-- What you should do --
Please lay out the rows from the line with "Expected behaviour: a marker sits on the dormer" through the end of the rows as a JSON list of strings, one string per line and blank lines left out.
────────────────
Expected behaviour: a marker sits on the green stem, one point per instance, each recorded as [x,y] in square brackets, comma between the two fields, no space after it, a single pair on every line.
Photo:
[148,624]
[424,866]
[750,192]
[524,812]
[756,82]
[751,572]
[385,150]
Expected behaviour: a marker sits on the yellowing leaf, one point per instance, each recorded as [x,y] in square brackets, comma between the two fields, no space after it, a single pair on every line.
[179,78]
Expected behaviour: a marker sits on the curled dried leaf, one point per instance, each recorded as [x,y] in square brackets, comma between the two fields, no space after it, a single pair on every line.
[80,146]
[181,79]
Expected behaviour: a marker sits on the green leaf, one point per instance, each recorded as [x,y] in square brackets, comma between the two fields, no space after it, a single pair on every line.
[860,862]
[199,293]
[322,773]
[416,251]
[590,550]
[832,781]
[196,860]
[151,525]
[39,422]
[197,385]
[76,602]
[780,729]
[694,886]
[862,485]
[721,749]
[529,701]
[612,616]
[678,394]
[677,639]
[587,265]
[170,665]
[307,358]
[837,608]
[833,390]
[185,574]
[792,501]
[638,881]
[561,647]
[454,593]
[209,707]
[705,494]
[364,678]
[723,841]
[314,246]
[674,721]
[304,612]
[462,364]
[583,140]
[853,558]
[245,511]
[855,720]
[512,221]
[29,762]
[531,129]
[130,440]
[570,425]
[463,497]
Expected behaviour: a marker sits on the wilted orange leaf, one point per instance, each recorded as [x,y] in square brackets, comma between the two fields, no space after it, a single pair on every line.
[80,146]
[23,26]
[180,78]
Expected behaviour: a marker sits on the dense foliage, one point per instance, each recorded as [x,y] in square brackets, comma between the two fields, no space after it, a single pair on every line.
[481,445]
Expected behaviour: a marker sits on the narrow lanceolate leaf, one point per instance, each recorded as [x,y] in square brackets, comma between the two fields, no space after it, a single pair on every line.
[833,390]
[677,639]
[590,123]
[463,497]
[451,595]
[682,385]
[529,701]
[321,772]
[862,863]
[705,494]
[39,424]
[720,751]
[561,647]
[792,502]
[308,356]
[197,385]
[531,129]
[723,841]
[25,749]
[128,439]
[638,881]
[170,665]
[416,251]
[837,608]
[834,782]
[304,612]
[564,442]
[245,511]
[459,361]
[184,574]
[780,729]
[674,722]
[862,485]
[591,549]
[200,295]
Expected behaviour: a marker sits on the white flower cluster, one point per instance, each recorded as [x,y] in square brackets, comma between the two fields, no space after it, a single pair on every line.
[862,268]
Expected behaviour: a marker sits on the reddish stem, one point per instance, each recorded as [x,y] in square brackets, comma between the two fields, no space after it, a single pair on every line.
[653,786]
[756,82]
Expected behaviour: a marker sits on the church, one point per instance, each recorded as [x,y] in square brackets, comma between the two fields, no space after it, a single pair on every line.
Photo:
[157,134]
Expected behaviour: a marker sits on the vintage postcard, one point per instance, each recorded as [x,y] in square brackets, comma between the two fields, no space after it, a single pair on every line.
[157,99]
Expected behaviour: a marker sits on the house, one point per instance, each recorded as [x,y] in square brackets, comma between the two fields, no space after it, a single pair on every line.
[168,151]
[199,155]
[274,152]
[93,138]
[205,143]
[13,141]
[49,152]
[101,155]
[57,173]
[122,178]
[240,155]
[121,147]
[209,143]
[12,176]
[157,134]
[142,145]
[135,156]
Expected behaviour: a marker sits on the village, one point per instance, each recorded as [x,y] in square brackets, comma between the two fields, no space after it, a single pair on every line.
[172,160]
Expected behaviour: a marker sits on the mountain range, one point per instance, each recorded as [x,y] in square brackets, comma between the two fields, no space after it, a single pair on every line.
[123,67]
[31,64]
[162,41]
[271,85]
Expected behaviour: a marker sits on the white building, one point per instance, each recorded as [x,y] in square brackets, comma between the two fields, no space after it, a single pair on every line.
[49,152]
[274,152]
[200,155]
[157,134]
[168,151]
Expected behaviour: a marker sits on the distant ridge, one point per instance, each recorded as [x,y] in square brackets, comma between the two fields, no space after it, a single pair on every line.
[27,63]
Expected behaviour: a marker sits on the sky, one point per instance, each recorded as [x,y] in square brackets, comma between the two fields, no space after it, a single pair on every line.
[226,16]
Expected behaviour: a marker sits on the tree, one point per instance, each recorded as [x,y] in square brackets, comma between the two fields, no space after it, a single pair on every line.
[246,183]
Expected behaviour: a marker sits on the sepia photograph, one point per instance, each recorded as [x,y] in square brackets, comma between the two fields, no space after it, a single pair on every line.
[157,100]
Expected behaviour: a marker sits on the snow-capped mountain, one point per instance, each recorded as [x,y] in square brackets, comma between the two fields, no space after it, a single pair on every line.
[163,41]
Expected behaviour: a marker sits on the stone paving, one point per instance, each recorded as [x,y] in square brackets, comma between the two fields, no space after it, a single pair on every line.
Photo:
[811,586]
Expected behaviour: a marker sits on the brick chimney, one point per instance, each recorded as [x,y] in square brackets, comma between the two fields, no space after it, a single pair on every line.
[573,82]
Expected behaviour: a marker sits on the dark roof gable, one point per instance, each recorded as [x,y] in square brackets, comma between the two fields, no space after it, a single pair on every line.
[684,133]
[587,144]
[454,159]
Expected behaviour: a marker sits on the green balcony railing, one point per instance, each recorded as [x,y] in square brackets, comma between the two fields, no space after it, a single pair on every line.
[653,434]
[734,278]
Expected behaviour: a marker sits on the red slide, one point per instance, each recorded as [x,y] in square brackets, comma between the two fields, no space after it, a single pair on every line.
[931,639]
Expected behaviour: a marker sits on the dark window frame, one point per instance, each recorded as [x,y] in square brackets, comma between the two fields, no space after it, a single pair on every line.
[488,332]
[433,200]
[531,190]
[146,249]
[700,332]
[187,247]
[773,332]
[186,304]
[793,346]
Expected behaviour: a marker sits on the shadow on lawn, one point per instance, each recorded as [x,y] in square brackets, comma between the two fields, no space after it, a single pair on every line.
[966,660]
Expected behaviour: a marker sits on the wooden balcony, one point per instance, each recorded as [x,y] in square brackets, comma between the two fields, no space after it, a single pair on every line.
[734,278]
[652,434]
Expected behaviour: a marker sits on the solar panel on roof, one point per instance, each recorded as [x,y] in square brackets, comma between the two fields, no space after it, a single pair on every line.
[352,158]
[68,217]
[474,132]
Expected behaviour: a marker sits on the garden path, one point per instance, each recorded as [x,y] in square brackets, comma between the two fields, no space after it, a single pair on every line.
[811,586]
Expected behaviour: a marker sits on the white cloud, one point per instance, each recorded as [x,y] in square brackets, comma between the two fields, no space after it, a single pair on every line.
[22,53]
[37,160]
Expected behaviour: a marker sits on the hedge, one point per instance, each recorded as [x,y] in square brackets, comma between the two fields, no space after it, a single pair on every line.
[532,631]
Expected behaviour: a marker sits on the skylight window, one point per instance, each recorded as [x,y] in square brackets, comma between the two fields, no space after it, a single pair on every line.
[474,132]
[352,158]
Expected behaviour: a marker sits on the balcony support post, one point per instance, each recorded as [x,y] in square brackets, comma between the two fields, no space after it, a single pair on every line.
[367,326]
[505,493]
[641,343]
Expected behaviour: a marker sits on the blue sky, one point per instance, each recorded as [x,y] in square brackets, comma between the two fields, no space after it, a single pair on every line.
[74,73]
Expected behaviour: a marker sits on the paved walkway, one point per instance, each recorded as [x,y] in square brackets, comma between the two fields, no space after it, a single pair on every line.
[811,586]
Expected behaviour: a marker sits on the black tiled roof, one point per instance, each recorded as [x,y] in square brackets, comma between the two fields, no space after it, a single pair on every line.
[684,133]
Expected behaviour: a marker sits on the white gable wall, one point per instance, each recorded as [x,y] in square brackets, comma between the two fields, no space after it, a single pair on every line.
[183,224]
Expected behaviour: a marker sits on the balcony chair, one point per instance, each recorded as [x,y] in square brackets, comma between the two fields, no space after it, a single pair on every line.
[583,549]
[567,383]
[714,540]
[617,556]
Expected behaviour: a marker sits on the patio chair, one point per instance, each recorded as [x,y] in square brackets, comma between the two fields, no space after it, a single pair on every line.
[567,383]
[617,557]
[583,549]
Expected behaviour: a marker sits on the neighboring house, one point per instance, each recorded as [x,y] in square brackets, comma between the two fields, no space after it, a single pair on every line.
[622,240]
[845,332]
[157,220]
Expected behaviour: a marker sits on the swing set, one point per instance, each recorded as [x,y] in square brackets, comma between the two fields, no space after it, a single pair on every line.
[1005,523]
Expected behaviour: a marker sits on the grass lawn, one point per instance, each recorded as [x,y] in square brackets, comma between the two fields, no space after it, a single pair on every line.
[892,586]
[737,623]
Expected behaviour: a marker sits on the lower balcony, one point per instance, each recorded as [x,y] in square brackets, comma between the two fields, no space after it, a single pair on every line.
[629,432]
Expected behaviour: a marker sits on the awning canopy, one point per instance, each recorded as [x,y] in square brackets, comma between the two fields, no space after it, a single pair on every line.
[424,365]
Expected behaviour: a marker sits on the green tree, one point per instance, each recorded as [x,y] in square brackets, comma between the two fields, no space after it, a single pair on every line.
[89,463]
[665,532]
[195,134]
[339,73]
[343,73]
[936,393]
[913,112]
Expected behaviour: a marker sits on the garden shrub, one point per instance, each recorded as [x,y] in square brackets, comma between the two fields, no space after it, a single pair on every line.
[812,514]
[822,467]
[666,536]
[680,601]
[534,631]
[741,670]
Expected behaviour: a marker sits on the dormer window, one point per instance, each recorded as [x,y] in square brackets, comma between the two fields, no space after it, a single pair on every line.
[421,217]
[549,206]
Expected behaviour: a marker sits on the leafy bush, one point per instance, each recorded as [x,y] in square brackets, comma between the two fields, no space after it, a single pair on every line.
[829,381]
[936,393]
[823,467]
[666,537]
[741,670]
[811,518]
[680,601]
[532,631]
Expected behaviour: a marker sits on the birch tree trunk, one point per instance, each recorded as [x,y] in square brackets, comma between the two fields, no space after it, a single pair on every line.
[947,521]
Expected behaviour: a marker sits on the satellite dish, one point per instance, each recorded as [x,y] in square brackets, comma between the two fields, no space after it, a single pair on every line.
────────────────
-- Answer to the task --
[
  "Expected behaviour: a marker sits on the dormer window, one point per instance, each recorded as [x,y] in square brackets, comma between the two fields, no space after it, a single pair on every line.",
  "[421,217]",
  "[549,206]",
  "Expected behaviour: a marker sits on the leafy bush, one point per instance, each recorded as [x,y] in square brackets, comma between the two fields, no space after it, a single pair on every line.",
  "[829,381]",
  "[936,393]",
  "[823,467]",
  "[666,537]",
  "[741,670]",
  "[811,518]",
  "[680,601]",
  "[532,631]",
  "Expected behaviour: a marker sits on the birch tree trunk, one point per instance, each recorded as [x,y] in square brackets, comma between the two fields, no space after it, a single pair on every line.",
  "[947,521]",
  "Expected behaviour: a marker sits on the satellite dish, one point per instance, each recorded as [x,y] in square brackets, comma between the two fields, no space after it, a single pair on every line."
]